Descrizione del compito:
Conta quante righe qui sotto contengono la parola "tall" e scrivi solo il numero.

▼

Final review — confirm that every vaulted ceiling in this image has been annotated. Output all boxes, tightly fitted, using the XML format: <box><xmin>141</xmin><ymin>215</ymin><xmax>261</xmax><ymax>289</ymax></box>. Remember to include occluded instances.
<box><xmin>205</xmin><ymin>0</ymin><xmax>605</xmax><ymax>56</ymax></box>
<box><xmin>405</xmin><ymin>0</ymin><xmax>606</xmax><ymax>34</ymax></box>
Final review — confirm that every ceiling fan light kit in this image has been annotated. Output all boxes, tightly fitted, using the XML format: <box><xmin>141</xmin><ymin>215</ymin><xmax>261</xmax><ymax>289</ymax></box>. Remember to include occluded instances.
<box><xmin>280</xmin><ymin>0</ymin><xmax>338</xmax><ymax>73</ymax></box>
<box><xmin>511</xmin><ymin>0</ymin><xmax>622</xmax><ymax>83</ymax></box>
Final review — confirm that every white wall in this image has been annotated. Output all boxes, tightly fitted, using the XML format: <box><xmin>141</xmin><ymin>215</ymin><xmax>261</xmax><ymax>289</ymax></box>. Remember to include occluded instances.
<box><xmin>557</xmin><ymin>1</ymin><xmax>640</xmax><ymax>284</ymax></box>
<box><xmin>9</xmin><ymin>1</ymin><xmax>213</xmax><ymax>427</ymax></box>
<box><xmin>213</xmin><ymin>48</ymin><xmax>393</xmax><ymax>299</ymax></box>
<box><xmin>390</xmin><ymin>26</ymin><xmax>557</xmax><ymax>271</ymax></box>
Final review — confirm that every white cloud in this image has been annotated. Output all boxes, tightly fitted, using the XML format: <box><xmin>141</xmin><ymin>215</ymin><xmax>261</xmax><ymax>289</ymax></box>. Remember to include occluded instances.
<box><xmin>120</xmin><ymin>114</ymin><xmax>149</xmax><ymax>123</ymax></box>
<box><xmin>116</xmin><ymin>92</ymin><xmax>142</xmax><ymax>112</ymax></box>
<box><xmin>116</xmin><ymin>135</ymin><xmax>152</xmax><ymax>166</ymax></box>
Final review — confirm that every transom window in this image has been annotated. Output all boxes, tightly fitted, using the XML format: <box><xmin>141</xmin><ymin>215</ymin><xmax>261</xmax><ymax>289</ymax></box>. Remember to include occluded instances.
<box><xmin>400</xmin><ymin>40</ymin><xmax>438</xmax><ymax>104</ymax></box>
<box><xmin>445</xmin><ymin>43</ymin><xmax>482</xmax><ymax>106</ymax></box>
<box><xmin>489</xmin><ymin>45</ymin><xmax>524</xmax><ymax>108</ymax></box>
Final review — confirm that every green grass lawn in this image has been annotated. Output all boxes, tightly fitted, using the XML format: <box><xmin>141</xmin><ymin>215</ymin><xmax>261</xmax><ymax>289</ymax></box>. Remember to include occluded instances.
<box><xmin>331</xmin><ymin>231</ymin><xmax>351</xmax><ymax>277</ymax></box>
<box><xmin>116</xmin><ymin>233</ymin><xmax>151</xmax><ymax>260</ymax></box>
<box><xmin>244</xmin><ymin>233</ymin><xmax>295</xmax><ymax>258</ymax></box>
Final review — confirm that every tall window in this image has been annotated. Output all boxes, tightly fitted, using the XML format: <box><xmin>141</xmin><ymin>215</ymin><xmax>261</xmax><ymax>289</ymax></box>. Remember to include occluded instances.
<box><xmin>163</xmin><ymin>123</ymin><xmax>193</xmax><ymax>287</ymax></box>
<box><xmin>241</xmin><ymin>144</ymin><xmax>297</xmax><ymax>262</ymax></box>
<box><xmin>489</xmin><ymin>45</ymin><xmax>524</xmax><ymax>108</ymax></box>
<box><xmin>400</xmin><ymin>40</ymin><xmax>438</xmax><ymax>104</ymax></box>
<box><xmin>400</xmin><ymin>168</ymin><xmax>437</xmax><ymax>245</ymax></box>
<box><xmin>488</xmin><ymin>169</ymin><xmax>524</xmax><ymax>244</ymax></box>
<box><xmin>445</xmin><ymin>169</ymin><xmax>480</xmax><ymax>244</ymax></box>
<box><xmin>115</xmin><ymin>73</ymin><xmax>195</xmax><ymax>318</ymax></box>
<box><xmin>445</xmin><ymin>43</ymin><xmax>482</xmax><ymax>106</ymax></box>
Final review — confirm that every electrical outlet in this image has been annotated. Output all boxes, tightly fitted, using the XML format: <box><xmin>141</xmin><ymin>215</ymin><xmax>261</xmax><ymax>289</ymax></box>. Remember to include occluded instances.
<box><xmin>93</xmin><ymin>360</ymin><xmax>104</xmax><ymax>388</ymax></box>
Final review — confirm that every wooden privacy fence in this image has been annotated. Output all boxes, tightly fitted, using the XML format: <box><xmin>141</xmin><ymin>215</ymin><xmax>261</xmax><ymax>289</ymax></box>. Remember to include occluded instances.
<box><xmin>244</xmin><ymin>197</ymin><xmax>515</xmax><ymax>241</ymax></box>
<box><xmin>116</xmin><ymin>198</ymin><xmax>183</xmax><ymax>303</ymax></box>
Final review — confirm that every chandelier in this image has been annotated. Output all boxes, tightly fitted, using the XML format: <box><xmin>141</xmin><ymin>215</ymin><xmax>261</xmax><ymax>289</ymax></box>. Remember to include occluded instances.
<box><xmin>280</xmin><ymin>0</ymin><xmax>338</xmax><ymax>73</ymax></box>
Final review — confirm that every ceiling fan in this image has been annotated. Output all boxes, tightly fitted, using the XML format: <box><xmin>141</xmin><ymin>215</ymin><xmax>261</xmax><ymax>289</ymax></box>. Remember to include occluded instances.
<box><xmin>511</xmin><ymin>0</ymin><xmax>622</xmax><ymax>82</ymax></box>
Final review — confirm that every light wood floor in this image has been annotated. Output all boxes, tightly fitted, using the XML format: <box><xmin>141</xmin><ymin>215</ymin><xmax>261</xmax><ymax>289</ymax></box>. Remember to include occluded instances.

▲

Risposta qui sotto:
1